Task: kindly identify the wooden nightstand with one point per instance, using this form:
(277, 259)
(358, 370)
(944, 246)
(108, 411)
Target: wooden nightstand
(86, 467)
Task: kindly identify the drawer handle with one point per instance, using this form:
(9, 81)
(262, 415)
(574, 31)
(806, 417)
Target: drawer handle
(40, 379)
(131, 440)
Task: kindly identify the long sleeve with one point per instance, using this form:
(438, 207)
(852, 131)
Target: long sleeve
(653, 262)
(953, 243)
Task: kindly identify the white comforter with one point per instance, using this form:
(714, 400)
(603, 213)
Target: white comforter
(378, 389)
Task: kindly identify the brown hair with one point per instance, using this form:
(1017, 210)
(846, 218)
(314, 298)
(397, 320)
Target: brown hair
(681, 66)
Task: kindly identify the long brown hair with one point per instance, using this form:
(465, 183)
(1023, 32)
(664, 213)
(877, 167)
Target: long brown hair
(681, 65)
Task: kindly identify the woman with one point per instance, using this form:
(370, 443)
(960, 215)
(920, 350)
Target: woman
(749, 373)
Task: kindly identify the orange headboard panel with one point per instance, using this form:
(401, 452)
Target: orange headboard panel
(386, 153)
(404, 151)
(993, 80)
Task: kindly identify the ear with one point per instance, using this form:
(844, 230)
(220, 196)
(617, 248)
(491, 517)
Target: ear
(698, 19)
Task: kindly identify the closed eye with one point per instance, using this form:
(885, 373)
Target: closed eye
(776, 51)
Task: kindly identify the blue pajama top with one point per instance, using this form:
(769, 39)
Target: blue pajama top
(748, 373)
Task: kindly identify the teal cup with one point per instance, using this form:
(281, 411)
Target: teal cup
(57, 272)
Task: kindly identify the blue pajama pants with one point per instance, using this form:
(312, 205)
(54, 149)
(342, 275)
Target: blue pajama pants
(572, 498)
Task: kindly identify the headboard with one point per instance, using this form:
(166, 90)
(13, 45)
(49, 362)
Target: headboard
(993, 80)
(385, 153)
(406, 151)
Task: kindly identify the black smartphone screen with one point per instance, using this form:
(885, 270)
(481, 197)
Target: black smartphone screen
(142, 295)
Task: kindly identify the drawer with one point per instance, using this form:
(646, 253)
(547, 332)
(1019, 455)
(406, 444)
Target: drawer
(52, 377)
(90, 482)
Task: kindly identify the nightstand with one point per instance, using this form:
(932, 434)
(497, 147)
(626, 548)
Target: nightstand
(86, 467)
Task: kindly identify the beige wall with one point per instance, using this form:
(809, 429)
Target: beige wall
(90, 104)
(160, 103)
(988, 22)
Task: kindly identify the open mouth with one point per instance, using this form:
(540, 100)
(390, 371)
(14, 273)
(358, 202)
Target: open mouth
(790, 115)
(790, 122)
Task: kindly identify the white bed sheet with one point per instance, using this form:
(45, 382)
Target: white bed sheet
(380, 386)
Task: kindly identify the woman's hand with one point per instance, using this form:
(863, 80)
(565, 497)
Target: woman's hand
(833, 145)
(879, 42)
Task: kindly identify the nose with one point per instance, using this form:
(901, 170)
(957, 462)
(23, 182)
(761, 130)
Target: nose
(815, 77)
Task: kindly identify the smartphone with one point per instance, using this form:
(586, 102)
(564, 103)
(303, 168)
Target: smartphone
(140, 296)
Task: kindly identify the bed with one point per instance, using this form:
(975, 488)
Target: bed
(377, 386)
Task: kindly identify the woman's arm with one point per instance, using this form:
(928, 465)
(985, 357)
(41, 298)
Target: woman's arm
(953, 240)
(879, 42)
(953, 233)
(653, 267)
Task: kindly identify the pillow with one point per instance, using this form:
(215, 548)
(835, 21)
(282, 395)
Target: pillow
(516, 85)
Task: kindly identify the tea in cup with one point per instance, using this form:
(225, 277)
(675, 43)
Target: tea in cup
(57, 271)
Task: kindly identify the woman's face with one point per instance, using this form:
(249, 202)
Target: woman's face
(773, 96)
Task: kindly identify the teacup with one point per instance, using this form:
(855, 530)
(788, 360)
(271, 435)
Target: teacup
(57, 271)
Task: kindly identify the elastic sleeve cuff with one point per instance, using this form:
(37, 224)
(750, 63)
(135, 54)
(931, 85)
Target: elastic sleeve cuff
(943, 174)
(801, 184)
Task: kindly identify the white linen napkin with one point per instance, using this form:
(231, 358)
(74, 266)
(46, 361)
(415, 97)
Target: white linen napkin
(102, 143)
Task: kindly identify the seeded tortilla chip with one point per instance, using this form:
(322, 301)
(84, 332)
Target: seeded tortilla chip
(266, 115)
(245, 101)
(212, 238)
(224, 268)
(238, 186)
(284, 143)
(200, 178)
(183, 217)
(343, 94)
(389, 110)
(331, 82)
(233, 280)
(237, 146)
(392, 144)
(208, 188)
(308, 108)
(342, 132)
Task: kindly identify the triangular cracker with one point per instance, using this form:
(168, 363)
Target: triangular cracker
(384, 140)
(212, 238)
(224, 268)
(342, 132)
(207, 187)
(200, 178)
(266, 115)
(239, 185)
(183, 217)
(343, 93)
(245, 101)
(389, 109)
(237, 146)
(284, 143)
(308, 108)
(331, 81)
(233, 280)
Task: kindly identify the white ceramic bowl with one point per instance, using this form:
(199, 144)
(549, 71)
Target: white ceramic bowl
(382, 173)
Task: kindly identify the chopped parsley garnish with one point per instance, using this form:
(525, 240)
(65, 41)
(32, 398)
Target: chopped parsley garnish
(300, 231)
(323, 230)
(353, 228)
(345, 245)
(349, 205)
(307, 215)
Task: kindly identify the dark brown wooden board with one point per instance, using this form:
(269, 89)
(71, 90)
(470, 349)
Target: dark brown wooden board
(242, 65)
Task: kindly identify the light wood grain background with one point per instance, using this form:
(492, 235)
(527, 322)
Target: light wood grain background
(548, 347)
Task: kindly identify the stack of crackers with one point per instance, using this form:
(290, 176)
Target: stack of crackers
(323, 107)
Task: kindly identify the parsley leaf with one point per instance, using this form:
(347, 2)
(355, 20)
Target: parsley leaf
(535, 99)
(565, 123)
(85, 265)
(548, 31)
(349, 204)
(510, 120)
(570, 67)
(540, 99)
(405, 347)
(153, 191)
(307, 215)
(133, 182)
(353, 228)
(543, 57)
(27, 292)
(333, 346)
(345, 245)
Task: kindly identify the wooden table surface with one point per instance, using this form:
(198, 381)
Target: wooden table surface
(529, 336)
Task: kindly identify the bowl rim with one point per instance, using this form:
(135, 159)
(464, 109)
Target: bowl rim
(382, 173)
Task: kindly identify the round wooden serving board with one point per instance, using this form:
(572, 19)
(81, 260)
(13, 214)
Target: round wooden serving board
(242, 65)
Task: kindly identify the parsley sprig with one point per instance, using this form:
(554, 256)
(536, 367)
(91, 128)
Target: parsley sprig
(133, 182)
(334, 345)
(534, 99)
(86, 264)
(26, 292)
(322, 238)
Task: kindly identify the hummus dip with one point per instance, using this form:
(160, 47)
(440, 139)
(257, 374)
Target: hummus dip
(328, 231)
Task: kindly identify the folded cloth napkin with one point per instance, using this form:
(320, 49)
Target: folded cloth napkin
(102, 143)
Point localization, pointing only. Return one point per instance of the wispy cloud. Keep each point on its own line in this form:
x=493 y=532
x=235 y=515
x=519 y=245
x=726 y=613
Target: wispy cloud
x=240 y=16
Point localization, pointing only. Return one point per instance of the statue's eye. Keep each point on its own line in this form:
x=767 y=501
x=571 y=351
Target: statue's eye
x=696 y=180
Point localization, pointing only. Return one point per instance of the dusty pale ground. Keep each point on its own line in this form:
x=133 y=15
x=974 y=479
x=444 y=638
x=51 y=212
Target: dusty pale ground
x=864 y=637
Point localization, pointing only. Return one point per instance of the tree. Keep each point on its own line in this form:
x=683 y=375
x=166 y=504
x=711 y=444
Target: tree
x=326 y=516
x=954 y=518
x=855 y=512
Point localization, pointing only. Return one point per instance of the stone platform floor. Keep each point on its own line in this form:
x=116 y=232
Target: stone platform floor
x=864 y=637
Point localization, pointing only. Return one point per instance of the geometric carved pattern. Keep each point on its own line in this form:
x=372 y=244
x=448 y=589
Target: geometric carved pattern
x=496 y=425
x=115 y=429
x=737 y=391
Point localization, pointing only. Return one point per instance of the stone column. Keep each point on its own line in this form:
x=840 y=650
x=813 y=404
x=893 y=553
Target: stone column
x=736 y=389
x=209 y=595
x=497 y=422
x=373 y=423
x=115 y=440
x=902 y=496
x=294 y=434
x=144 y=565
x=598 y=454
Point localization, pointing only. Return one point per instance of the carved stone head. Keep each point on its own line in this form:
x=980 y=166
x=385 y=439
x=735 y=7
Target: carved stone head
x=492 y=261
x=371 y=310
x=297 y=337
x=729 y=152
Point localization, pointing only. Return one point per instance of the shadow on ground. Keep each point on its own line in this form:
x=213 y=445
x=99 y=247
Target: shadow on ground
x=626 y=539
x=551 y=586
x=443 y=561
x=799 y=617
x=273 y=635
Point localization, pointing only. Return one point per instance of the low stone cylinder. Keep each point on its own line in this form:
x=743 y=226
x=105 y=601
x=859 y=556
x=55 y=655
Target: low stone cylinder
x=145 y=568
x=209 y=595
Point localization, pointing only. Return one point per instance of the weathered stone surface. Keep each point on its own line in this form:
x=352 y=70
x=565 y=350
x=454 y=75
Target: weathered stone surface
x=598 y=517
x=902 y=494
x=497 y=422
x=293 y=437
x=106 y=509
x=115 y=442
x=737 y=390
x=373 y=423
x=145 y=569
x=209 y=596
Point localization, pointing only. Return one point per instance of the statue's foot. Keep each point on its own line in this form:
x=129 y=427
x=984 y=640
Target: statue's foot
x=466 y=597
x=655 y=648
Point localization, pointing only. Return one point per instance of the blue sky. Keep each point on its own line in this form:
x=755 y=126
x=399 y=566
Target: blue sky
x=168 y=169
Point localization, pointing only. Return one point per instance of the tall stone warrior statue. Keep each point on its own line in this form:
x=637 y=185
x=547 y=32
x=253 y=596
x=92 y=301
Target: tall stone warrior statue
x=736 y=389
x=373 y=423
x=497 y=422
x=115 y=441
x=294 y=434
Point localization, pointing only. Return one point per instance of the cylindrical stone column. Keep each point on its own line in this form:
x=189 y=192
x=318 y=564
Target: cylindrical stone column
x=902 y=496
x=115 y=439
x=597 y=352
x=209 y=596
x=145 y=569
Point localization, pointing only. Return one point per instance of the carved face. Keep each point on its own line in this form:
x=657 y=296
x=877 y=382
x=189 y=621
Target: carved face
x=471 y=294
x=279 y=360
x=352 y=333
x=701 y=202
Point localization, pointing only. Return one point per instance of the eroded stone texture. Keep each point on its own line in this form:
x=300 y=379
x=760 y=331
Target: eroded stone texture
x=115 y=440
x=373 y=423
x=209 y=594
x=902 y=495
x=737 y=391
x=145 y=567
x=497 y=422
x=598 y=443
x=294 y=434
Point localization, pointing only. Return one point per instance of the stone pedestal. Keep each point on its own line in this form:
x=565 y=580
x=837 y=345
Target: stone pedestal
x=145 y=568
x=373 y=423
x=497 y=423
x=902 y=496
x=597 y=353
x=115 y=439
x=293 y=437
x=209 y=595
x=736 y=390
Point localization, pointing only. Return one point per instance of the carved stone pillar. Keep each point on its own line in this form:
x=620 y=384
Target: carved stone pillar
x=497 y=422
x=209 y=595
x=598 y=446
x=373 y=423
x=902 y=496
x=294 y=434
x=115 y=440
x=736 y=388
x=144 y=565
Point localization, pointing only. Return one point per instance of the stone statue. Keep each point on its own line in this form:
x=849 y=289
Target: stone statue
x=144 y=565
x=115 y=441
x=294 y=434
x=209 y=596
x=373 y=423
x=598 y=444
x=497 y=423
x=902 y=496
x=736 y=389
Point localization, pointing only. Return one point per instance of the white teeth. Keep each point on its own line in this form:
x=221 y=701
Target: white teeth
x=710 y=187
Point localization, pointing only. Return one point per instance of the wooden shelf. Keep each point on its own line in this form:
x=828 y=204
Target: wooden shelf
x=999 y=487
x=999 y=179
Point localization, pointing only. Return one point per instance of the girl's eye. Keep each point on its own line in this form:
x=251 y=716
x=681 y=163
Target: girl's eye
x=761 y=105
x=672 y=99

__Description of the task__: Copy verbatim, from the listing above, each line from the one containing "x=711 y=444" down to the one containing "x=755 y=126", inclusive.

__Task response__:
x=711 y=444
Target: tree
x=326 y=516
x=954 y=518
x=855 y=512
Point localization, pointing only. Return one point per instance of the stone platform floor. Keep each point on its own line in this form:
x=116 y=232
Target: stone platform floor
x=864 y=637
Point localization, pointing only. Return one point per instance of the geometric carved pattern. Keep each point on its own line in this form:
x=372 y=244
x=448 y=589
Target: geometric carved pattern
x=496 y=425
x=115 y=429
x=737 y=391
Point localization, pointing only. Return one point per instance of the stone column. Keep each point on its own line in this form:
x=840 y=650
x=813 y=404
x=893 y=553
Target: stone column
x=736 y=389
x=209 y=595
x=497 y=422
x=373 y=423
x=115 y=440
x=902 y=496
x=294 y=434
x=144 y=565
x=598 y=454
Point localization, pointing only. Return one point per instance of the carved stone head. Keep each point on its own line in this form:
x=980 y=166
x=385 y=439
x=735 y=7
Target: carved stone head
x=492 y=261
x=371 y=310
x=297 y=337
x=729 y=152
Point localization, pointing only. Return one point per instance of the shadow on ground. Keep each point on its own line in this form:
x=213 y=445
x=99 y=247
Target: shadow on ground
x=626 y=539
x=551 y=586
x=443 y=561
x=799 y=617
x=273 y=635
Point localization, pointing only. Return one point per instance of the low stone cylinder. Keep each point on its own line in this form:
x=743 y=226
x=105 y=601
x=859 y=556
x=55 y=655
Target: low stone cylinder
x=145 y=568
x=209 y=595
Point localization, pointing only. Return one point per instance of the weathered stone surface. Keep each point on its own line in this form:
x=352 y=70
x=565 y=350
x=454 y=75
Target: weathered stone surface
x=598 y=517
x=902 y=494
x=497 y=422
x=293 y=437
x=106 y=509
x=115 y=442
x=737 y=390
x=373 y=423
x=145 y=569
x=209 y=596
Point localization, pointing only. Return one point per instance of the statue's foot. Keep each point on its own line in this form:
x=129 y=427
x=984 y=640
Target: statue's foot
x=466 y=597
x=655 y=648
Point localization, pointing only. Return one point per instance of the blue sky. Keep each point on its own line in this form:
x=755 y=126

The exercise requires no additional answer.